◆ **Provided entries**
----

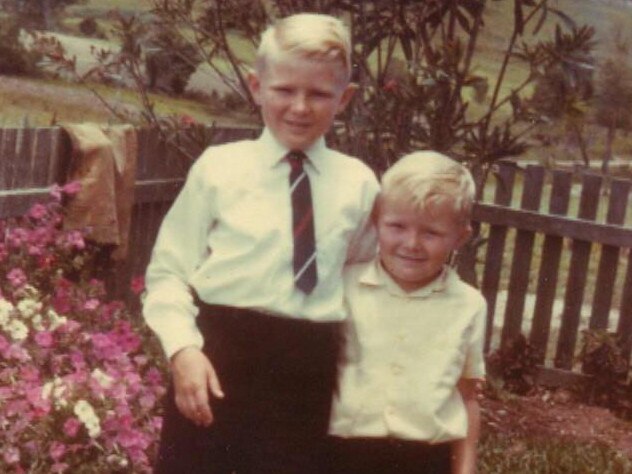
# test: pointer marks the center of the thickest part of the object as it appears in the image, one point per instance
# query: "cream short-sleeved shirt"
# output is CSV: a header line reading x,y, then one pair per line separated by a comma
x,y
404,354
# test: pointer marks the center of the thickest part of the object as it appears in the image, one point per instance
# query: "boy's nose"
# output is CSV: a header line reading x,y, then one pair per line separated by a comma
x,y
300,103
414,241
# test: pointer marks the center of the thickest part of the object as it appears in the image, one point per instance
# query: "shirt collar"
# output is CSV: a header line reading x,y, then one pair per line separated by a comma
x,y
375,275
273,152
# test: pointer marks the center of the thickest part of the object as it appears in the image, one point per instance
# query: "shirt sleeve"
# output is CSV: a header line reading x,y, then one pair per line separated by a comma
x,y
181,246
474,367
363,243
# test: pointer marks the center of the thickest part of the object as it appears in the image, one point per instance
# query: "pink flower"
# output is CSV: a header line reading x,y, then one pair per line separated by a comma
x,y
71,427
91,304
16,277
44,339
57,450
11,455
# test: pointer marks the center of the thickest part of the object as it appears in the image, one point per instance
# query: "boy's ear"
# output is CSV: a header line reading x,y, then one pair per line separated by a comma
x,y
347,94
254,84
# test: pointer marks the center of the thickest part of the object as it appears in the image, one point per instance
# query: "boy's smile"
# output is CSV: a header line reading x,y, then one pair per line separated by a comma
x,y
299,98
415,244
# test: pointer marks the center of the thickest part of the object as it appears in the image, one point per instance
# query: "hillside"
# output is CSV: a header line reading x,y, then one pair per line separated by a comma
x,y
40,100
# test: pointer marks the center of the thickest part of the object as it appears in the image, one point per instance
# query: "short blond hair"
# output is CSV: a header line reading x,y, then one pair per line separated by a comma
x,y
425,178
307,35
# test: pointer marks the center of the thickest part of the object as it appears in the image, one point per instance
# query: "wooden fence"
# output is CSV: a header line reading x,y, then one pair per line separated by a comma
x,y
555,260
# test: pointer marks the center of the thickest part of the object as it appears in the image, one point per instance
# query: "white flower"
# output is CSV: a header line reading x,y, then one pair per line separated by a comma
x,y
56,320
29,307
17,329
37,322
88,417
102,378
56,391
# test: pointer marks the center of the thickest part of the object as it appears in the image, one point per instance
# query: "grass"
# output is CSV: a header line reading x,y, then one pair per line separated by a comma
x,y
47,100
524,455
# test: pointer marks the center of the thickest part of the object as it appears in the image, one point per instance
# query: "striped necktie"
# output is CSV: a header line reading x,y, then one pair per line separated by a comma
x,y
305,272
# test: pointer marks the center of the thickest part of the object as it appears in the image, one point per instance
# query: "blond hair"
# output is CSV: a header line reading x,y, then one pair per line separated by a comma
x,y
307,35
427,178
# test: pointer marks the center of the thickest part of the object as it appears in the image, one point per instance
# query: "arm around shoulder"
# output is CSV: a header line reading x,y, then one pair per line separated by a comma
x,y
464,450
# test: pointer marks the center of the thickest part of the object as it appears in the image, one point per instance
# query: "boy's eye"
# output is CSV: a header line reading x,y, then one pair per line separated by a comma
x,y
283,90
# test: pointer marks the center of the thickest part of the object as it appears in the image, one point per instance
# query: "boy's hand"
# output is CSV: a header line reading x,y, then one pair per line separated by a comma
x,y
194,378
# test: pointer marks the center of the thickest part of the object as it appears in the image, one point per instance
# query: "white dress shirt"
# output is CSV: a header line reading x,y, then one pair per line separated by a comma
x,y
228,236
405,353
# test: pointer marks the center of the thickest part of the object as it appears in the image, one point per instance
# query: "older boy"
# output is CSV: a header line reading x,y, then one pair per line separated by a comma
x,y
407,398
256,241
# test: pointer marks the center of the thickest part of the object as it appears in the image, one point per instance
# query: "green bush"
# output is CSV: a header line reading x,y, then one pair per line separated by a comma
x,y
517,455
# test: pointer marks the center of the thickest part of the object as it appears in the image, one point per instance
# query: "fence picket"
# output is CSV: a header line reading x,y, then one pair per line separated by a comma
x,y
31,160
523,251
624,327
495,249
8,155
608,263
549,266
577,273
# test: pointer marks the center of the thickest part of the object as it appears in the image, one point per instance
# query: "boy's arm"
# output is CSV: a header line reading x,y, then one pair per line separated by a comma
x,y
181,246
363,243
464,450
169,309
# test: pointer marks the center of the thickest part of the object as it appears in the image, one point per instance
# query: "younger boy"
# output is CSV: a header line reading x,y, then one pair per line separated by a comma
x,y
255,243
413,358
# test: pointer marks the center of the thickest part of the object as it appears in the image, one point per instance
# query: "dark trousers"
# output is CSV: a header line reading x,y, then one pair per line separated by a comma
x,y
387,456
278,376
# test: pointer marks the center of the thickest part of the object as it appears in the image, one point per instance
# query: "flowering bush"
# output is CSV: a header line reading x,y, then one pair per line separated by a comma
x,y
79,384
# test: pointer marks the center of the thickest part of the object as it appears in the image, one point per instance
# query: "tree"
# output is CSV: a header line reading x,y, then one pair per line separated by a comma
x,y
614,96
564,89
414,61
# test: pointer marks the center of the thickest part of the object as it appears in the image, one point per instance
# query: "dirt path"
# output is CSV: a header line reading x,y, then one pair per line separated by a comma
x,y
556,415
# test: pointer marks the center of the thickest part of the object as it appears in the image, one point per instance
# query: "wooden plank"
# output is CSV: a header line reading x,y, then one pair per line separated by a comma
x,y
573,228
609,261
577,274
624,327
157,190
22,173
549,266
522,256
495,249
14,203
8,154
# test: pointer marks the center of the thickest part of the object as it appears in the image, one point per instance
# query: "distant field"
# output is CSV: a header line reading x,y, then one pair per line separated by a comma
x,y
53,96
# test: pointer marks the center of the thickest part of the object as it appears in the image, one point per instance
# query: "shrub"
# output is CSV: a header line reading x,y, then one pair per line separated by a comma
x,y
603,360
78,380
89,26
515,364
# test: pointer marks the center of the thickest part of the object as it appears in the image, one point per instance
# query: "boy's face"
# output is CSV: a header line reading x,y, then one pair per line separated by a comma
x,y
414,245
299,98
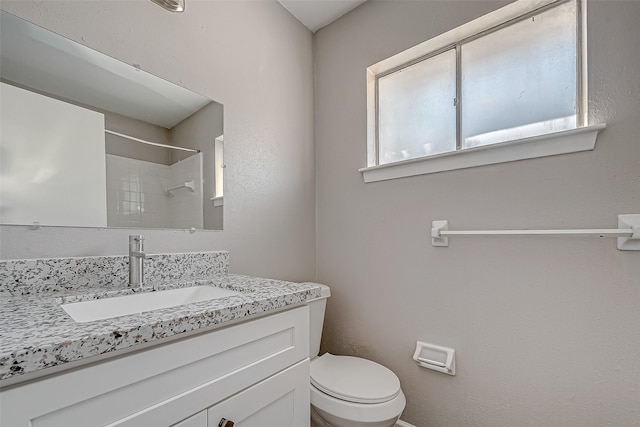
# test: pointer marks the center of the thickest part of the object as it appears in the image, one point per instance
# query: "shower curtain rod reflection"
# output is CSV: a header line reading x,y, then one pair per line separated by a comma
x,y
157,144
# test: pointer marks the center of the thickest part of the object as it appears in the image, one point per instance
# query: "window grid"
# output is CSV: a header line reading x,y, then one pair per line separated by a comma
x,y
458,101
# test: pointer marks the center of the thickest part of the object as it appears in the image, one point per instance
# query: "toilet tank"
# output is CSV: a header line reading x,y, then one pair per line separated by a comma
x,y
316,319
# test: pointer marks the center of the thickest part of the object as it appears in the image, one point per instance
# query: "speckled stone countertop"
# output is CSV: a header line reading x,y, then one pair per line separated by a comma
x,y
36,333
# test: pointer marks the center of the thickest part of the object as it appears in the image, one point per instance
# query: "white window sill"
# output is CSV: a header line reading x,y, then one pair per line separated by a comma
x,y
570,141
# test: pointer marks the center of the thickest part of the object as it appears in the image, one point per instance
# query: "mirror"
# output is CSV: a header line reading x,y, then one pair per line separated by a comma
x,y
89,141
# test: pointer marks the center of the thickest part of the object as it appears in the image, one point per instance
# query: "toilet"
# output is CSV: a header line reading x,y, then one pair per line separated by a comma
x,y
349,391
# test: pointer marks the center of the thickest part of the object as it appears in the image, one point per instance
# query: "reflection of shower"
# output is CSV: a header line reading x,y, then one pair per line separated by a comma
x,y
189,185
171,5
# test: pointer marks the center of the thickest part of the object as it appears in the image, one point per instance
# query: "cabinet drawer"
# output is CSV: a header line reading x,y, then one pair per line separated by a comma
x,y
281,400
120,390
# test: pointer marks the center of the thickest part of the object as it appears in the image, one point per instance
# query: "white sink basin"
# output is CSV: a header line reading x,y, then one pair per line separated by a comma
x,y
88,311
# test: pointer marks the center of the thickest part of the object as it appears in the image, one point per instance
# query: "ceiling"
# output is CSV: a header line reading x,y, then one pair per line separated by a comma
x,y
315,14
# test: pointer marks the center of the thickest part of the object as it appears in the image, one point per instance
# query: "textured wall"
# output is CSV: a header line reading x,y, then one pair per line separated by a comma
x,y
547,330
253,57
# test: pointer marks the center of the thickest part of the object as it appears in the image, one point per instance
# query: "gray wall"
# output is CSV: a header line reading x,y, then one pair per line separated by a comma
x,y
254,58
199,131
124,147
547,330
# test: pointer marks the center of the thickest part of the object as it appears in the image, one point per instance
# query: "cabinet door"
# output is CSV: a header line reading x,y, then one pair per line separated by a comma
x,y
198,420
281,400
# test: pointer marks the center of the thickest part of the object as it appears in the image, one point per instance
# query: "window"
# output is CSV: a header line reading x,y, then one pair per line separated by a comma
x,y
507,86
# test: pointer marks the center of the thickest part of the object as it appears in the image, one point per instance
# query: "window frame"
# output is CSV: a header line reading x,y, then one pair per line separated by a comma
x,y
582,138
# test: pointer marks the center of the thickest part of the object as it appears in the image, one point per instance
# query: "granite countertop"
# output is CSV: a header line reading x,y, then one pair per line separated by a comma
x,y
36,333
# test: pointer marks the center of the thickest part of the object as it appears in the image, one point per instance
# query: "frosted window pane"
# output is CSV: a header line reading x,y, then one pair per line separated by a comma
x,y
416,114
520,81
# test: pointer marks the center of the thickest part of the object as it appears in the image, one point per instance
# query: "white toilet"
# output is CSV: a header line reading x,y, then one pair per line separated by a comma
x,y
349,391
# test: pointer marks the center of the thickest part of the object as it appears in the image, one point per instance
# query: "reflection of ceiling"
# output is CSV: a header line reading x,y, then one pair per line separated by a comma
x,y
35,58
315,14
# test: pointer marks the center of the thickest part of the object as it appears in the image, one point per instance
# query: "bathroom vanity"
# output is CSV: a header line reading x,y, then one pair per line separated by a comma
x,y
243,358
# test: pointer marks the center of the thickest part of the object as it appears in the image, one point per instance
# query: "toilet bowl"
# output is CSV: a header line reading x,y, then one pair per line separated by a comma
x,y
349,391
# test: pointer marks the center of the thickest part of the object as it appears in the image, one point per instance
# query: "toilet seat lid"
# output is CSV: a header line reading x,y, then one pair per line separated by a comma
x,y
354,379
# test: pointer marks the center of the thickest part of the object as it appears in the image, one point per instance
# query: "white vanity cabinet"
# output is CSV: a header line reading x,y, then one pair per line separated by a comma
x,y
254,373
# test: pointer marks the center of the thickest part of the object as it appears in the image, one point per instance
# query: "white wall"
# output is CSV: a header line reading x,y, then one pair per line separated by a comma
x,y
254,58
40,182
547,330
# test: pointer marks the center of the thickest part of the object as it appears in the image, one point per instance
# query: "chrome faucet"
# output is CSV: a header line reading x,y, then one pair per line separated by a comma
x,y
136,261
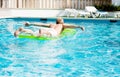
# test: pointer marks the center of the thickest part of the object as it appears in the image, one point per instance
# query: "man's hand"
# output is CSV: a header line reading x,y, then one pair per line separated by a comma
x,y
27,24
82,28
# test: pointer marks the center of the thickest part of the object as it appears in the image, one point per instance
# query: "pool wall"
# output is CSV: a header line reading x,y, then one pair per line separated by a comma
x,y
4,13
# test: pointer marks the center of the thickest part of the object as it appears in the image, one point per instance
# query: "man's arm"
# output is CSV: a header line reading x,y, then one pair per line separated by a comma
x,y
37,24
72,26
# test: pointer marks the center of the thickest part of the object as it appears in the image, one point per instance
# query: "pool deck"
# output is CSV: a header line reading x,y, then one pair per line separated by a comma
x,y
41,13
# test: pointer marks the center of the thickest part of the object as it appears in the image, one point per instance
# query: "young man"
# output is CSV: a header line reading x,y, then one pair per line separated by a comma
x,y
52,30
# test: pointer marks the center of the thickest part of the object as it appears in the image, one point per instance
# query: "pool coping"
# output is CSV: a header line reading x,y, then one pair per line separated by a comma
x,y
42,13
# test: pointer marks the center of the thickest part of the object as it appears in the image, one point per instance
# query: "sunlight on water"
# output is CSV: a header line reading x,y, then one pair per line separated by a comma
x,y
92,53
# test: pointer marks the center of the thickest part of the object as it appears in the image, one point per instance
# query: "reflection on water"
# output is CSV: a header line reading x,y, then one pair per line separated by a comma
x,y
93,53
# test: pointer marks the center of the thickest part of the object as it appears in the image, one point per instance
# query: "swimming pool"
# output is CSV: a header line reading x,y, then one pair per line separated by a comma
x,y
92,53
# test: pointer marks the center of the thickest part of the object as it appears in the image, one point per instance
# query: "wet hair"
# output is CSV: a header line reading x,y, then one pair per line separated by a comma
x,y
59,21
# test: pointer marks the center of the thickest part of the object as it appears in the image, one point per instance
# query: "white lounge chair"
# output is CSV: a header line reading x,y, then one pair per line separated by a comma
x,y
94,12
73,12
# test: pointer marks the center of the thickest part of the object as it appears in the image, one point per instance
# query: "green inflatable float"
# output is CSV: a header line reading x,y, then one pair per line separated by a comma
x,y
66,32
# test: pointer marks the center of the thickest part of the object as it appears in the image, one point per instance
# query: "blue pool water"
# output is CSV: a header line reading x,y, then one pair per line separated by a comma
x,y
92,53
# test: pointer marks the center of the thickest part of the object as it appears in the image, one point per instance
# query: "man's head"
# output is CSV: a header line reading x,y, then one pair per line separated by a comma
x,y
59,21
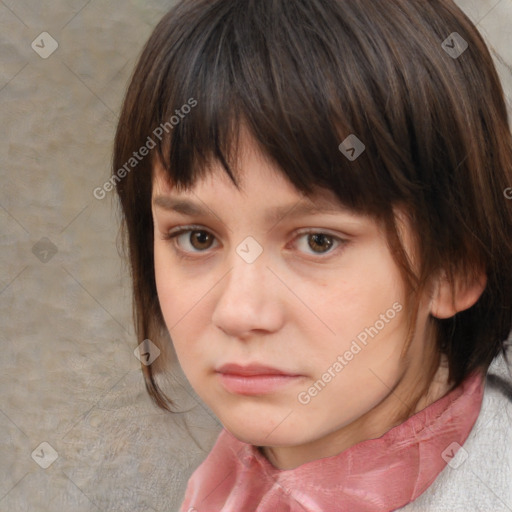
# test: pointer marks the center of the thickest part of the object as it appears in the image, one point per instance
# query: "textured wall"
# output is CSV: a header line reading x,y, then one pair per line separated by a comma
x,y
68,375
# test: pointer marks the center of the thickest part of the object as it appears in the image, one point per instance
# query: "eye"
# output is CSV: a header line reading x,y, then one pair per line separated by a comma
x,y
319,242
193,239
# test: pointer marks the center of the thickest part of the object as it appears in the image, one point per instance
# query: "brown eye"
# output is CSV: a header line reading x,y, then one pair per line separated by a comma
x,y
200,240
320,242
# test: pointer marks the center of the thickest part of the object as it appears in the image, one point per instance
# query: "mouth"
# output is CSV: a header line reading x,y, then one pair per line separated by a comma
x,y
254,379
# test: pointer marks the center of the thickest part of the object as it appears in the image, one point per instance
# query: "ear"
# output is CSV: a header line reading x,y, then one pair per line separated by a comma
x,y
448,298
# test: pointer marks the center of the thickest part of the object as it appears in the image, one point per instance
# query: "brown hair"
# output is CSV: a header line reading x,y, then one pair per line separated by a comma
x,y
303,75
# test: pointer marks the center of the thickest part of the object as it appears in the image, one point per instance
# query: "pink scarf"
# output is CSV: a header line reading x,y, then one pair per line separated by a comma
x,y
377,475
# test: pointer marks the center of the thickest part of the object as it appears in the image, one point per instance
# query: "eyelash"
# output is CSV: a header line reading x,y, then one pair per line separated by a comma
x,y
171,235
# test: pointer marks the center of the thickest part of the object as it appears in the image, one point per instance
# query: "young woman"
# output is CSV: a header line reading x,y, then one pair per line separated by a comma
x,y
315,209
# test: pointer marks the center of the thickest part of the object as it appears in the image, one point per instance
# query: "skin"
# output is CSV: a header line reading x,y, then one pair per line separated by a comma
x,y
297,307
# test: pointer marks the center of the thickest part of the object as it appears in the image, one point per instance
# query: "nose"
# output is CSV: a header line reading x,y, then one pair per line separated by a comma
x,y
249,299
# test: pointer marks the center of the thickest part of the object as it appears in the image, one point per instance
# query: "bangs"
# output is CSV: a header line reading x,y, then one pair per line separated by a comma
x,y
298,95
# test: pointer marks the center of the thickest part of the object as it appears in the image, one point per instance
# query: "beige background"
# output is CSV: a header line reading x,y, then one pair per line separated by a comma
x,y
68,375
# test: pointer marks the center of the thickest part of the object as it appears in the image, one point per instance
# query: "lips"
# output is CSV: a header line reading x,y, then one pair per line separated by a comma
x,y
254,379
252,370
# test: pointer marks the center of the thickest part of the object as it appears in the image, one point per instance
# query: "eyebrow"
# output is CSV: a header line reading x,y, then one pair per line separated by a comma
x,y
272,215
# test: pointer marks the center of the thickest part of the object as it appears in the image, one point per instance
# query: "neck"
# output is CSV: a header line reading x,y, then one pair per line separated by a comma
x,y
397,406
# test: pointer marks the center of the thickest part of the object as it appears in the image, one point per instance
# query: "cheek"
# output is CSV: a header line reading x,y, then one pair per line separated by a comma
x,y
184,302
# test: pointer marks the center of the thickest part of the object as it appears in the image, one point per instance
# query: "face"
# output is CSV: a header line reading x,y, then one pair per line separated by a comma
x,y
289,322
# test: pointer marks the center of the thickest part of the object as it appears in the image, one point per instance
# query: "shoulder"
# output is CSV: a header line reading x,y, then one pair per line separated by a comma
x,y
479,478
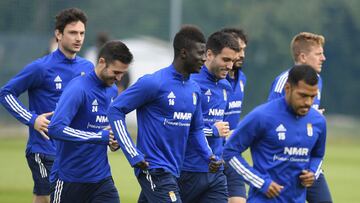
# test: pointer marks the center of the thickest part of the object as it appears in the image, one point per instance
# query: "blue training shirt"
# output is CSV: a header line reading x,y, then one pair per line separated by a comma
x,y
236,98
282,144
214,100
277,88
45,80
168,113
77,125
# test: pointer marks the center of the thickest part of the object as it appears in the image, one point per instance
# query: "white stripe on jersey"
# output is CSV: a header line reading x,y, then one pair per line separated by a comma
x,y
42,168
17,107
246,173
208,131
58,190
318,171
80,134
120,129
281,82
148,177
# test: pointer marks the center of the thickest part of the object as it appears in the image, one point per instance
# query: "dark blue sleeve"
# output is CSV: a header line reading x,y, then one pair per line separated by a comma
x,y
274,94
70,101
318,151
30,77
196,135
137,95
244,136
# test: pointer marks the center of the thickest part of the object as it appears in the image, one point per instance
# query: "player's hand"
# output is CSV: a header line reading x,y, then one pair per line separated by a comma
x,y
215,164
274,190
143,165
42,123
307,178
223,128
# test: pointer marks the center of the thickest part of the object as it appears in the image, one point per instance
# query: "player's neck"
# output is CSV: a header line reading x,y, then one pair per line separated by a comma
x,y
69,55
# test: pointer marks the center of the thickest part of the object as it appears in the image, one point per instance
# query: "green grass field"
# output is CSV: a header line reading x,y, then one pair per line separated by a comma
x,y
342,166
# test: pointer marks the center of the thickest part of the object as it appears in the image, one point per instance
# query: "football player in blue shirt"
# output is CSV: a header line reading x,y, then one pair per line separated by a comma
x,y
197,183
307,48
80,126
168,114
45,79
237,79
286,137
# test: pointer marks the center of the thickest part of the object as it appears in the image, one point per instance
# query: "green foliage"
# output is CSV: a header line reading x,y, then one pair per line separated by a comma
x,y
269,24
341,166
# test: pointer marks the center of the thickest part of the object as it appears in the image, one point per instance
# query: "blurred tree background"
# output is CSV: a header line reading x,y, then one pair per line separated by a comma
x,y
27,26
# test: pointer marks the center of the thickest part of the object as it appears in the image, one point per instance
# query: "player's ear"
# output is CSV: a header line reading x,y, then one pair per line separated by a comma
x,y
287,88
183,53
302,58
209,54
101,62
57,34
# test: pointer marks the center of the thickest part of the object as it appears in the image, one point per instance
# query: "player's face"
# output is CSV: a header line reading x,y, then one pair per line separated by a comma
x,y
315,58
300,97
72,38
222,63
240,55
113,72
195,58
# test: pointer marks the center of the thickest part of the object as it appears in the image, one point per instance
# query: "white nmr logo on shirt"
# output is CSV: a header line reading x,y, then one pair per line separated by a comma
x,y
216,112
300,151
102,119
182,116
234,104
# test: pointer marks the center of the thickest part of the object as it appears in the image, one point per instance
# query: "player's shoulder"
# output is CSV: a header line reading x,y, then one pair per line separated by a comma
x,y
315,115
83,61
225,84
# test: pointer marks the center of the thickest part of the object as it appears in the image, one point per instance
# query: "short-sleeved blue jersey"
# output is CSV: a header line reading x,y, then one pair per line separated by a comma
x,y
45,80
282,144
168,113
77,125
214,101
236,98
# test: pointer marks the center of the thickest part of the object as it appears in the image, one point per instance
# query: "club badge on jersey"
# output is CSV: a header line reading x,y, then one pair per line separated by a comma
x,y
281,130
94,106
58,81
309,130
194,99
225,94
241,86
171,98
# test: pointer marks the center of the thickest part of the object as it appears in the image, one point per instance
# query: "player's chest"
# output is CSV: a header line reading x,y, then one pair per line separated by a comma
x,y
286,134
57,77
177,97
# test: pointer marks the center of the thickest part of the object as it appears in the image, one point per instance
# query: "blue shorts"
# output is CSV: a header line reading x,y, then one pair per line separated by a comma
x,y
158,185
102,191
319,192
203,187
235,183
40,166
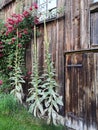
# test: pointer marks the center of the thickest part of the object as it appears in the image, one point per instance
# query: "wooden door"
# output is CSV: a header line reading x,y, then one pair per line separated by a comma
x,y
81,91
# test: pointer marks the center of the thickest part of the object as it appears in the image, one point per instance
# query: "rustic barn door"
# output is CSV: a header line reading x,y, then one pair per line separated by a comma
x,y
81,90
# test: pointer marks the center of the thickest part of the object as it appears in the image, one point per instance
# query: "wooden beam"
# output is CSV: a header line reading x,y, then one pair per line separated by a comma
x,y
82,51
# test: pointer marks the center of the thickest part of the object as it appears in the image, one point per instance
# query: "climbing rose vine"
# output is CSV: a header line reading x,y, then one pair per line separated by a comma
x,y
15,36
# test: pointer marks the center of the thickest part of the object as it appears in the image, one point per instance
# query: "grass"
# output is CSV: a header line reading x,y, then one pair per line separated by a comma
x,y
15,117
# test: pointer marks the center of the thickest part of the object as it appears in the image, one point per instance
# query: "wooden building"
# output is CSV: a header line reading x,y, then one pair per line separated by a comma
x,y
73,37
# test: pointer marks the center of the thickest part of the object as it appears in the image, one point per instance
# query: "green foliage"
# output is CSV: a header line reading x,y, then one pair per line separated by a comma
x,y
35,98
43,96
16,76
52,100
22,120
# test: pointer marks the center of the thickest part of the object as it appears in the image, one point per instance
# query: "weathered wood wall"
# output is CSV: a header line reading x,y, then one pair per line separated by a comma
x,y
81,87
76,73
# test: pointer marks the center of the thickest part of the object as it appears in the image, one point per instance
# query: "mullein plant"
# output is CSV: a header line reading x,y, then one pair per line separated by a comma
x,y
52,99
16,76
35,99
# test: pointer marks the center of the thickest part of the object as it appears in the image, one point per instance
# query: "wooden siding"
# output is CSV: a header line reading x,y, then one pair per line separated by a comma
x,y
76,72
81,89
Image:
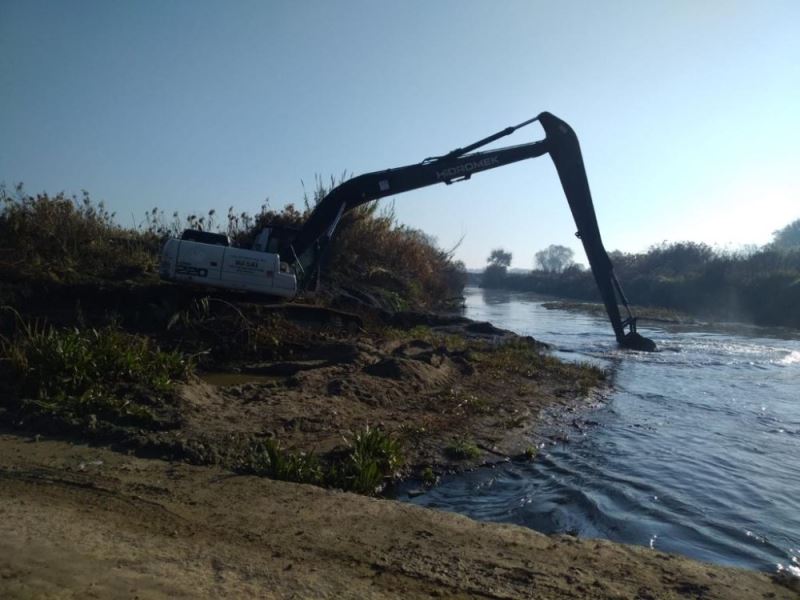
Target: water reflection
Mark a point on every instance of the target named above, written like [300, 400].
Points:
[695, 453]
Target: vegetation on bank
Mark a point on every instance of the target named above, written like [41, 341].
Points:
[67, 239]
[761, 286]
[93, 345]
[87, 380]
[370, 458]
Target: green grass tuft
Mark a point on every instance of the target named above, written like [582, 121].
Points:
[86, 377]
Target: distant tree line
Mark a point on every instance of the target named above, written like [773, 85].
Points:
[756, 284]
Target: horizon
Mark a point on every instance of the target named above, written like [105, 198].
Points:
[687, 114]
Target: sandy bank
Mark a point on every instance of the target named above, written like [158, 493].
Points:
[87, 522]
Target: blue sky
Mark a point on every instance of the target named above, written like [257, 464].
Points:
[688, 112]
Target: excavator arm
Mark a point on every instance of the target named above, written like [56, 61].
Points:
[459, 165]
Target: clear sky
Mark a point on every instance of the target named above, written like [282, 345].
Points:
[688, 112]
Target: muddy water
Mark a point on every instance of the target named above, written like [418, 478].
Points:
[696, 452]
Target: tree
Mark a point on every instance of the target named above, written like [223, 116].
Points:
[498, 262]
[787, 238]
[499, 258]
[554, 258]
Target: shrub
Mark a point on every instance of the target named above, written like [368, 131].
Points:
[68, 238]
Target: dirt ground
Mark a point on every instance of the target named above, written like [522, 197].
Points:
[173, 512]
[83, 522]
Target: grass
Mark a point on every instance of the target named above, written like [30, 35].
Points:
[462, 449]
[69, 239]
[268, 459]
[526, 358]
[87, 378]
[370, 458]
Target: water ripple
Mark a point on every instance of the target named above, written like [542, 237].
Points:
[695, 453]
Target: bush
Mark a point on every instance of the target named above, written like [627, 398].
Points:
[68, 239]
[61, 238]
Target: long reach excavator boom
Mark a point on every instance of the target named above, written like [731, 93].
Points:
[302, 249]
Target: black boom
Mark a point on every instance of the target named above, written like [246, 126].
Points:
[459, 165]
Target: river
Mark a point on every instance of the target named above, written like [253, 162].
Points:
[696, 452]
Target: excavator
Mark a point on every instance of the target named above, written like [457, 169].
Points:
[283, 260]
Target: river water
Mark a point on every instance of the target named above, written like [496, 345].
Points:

----

◆ **Your goal**
From the listing, reproduce every line where the word "shirt" is present.

◆ **Solution to this exercise**
# query: "cream short-sleeved shirt"
# query: "shirt collar"
# query: "shirt sleeve"
# query: "white dress shirt"
# query: "blue training shirt"
# query: "football player in blue shirt"
# query: "white nmr logo on shirt"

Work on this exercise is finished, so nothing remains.